Given task
Your task is to transcribe the entries below exactly, beginning with the line containing "In this exercise you will annotate the fallen" and ending with the final line, and to add nothing else.

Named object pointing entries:
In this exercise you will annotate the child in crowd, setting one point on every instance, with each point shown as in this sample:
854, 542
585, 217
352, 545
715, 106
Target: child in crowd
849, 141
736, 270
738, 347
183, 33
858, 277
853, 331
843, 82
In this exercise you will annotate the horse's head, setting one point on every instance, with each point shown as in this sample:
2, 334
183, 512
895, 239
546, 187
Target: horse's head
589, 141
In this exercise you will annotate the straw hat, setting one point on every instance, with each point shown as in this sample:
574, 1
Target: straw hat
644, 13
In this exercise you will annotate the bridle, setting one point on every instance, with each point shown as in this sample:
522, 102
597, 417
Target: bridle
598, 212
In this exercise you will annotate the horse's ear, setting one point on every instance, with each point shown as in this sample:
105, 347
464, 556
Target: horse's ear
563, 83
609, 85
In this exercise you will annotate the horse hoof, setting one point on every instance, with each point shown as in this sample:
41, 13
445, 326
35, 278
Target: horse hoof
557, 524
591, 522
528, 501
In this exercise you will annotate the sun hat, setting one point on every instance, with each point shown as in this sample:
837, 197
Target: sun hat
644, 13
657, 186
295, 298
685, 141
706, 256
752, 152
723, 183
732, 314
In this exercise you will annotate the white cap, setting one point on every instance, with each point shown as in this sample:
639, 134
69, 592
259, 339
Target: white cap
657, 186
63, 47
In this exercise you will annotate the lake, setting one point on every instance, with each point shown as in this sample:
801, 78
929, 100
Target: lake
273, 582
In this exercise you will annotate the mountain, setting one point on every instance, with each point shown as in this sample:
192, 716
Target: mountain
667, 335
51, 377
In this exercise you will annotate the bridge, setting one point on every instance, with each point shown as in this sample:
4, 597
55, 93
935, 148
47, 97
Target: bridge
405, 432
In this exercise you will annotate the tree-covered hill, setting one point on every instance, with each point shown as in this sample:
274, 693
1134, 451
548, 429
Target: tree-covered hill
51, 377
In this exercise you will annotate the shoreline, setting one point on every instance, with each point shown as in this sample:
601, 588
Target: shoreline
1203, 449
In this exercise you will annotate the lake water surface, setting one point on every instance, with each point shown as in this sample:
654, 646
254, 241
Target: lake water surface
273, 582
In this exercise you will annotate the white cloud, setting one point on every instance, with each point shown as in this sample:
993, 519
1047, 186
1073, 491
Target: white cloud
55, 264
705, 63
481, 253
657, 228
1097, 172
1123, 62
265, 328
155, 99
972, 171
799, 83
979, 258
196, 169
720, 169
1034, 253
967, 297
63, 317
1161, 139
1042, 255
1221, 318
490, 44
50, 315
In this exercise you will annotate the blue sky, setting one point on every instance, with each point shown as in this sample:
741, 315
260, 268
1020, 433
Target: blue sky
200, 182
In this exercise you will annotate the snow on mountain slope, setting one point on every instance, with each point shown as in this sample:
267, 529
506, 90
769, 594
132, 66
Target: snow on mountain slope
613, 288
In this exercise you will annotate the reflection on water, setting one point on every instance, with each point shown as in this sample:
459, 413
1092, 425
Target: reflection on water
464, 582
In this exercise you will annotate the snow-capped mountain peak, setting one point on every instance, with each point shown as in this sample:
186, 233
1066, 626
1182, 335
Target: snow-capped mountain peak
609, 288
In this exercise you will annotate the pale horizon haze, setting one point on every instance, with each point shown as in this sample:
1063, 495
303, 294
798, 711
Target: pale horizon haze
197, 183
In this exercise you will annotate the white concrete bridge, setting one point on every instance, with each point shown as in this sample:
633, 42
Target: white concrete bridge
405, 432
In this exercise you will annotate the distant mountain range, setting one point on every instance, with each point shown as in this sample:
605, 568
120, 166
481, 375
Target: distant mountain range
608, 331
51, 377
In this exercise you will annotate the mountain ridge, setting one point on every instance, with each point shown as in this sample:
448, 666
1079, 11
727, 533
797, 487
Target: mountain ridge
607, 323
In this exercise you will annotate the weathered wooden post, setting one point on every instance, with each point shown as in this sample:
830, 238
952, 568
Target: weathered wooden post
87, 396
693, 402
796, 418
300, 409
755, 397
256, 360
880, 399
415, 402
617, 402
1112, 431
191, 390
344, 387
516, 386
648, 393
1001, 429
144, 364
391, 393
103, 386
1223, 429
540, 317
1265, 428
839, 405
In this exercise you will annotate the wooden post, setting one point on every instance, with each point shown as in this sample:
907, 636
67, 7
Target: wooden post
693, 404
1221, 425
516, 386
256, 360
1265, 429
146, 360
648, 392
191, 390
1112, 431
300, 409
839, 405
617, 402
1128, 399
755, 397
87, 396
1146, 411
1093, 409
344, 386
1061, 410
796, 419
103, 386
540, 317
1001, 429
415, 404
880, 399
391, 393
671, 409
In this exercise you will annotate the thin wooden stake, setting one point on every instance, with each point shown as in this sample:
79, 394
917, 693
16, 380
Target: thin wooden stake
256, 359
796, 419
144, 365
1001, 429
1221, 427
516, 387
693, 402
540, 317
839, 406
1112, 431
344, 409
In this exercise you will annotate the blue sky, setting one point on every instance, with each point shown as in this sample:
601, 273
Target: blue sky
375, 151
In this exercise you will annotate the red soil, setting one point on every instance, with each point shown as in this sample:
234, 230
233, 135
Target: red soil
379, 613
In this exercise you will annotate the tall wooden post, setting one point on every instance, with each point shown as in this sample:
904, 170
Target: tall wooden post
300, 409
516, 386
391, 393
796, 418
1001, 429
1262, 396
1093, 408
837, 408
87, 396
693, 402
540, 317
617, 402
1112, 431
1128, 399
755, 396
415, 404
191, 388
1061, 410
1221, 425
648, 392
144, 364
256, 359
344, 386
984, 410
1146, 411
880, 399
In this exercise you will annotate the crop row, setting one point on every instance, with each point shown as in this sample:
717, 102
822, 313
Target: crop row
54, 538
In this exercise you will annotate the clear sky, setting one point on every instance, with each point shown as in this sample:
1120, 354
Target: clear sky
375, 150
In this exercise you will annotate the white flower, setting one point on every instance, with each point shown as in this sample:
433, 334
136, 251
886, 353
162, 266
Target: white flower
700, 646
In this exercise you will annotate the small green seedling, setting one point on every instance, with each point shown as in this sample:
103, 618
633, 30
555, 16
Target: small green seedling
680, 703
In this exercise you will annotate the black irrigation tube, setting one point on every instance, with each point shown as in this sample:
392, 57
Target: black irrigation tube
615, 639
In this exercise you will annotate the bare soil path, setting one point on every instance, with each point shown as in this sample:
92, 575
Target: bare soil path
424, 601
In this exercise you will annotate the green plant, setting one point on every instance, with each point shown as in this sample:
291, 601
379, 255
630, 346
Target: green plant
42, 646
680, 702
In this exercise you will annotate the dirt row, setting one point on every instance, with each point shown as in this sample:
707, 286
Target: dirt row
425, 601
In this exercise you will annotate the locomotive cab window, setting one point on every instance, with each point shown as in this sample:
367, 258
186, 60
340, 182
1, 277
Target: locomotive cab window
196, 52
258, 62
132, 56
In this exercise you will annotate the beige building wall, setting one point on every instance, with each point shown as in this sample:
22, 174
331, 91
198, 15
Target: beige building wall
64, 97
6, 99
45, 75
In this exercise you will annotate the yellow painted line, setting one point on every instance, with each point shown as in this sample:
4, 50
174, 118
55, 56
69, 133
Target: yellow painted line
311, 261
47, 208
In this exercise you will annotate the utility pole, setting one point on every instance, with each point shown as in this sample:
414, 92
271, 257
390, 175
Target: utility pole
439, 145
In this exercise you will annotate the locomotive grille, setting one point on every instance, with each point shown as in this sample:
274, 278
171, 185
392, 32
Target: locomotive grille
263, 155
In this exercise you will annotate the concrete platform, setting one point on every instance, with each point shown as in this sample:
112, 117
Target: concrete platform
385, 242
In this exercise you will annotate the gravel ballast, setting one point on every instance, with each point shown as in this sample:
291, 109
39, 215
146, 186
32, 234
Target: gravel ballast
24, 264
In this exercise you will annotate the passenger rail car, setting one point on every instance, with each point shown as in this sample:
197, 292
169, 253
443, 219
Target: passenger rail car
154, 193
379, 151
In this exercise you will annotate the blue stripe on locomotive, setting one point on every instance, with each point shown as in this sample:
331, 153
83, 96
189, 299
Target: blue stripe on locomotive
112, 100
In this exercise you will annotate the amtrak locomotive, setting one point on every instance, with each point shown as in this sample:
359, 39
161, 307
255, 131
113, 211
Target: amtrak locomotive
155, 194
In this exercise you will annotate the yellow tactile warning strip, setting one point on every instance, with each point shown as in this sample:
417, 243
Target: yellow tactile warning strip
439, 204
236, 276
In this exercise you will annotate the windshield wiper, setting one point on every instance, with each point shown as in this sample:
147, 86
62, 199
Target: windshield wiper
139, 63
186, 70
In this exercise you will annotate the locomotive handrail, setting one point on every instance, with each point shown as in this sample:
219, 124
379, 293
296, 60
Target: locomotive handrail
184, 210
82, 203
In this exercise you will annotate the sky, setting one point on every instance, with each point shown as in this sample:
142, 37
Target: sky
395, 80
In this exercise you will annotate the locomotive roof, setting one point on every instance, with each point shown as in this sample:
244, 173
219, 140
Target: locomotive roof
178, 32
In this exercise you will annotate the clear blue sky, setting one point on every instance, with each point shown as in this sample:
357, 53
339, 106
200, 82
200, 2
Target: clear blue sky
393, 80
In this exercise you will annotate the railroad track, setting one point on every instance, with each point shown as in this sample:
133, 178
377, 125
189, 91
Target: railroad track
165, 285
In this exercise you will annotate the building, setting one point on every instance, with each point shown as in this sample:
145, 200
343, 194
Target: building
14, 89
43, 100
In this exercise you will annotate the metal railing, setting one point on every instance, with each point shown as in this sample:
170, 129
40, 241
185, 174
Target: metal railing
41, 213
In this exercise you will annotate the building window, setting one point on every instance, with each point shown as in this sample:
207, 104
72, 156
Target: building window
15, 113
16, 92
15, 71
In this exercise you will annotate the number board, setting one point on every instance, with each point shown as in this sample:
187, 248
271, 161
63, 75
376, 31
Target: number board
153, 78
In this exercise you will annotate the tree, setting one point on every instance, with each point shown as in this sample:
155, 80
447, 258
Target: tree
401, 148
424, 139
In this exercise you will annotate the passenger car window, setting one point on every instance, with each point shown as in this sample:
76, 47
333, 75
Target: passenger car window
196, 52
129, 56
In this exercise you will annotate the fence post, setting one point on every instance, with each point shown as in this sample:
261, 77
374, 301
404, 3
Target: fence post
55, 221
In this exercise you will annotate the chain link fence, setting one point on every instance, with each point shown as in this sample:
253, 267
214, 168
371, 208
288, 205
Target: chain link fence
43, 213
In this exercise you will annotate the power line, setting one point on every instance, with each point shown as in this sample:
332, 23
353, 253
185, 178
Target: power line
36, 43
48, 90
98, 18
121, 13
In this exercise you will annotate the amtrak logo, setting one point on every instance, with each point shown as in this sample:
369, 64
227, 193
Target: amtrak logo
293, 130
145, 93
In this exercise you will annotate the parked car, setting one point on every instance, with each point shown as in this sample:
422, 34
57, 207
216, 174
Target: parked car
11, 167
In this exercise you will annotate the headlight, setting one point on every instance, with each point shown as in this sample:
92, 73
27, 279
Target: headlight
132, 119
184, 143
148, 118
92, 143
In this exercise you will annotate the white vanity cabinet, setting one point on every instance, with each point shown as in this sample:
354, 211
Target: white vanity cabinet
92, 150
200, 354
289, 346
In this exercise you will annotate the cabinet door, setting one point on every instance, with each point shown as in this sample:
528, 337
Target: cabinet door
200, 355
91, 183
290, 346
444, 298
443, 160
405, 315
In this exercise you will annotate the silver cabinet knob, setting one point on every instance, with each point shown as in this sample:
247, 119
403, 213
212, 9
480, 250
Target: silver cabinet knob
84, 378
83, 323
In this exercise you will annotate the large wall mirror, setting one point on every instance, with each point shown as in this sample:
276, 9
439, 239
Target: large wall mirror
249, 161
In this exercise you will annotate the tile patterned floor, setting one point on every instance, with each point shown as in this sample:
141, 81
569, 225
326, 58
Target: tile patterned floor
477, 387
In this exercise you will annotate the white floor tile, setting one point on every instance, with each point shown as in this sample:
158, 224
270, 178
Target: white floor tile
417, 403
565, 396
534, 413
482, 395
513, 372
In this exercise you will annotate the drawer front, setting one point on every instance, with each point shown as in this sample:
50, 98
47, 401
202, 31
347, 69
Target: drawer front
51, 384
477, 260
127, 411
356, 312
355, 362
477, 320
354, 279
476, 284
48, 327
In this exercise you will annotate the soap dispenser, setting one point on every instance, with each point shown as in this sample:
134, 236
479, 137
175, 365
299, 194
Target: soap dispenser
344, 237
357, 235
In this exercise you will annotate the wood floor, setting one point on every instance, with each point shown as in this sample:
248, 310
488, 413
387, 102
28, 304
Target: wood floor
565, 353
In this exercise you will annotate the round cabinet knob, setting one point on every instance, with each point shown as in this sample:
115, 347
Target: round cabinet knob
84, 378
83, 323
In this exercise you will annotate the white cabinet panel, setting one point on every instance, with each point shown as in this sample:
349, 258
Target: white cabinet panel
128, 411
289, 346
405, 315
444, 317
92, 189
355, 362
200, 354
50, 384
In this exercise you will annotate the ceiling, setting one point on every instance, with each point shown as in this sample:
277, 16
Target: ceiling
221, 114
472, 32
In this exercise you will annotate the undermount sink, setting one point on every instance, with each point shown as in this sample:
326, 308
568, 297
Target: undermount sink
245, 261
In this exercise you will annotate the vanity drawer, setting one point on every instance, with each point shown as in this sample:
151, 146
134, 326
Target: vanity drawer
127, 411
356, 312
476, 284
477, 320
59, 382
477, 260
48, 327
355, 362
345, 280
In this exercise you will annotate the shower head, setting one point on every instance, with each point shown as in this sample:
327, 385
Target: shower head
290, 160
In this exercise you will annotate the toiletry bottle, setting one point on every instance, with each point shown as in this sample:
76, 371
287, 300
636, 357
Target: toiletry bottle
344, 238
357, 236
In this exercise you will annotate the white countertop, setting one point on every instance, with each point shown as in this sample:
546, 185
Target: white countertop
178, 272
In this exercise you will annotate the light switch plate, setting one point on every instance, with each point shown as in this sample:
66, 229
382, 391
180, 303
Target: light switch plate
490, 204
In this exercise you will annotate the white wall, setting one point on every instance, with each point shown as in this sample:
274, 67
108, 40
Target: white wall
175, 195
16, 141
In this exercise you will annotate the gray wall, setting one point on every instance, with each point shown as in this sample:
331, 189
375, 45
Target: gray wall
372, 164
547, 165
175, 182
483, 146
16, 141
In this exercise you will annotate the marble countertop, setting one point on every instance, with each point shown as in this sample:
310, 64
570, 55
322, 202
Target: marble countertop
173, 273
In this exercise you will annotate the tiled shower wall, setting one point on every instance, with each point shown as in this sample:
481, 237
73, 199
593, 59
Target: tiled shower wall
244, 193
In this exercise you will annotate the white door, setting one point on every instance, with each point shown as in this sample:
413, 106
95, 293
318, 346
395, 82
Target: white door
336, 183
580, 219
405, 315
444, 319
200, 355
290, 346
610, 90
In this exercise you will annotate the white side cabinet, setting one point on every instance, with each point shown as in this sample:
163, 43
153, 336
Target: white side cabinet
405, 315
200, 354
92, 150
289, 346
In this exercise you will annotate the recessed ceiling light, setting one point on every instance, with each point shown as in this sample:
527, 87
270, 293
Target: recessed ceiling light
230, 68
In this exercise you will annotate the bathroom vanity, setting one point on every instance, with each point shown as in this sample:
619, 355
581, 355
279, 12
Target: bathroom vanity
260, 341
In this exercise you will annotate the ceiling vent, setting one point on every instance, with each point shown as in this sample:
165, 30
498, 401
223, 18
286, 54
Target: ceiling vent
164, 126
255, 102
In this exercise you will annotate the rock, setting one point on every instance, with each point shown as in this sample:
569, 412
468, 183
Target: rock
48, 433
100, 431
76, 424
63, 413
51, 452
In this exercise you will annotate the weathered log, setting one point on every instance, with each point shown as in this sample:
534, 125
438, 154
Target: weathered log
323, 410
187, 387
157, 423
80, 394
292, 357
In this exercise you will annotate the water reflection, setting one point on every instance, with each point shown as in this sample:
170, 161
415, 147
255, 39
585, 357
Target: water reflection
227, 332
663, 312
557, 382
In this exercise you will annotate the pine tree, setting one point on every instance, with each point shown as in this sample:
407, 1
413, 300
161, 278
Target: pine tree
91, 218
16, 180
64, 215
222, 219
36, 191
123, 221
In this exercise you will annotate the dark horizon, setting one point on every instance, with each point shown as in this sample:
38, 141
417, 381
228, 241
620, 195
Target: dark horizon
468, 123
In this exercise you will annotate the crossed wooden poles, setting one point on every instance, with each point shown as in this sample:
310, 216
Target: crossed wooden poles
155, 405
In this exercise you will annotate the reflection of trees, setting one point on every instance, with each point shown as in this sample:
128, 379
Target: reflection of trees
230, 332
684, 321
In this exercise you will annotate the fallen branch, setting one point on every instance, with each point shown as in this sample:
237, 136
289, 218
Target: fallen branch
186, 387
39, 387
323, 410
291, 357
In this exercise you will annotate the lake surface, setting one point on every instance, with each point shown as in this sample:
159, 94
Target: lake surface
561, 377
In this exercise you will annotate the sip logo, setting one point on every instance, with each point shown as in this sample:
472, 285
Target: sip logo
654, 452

Answer below
In this exercise you will annotate the fallen branch, setting one point on every instance, with each point shown as in this sample:
237, 136
289, 218
Target: fallen branch
186, 387
39, 387
323, 410
291, 357
In this exercise you will annotate the lake surface, setting one point on every instance, with each point shown as in this sample:
159, 94
Target: lake surface
561, 377
In this exercise you will annotate the sip logo, setting one point on every instance, with each point shown as in this sample:
472, 285
Target: sip logo
654, 452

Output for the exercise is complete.